JOB — Reproduce exactly the lines below, starting with the line that contains "If you could segment every instance of the dense" and ending with the last line of the records, both included, and nothing else.

AVAILABLE RECORDS —

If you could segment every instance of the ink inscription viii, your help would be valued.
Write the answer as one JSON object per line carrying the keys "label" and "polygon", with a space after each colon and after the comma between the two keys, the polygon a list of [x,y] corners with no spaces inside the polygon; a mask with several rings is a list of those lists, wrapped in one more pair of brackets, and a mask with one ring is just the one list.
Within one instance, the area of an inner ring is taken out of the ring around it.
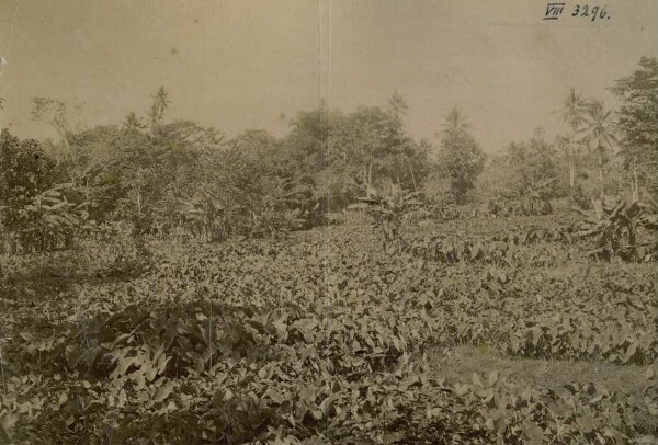
{"label": "ink inscription viii", "polygon": [[[565,12],[565,8],[569,8],[567,3],[546,3],[546,12],[543,20],[558,20],[563,12]],[[595,20],[610,20],[610,14],[605,10],[605,7],[599,7],[598,4],[576,4],[571,9],[571,16],[586,18],[591,22]]]}

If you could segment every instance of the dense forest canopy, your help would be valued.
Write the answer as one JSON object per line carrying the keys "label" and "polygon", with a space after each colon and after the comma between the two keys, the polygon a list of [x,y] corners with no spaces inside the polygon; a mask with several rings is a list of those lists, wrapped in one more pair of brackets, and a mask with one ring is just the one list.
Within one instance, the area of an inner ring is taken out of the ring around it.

TASK RESULT —
If you could segment every instance of the dense forest canopy, your help would be valued.
Write the answer as one JSON object per line carrying the keys "label" and "polygon", with a space after each colon and after the comma between the two keys, the polygon a list of [x,y] corners with no spaces inside the polygon; a mask with several rings is a list of those lists, wrapped in one more pair of brackets, and a mask with one ring is just the one list.
Within one instance, the area of an inner ring is taken out of the ring around it.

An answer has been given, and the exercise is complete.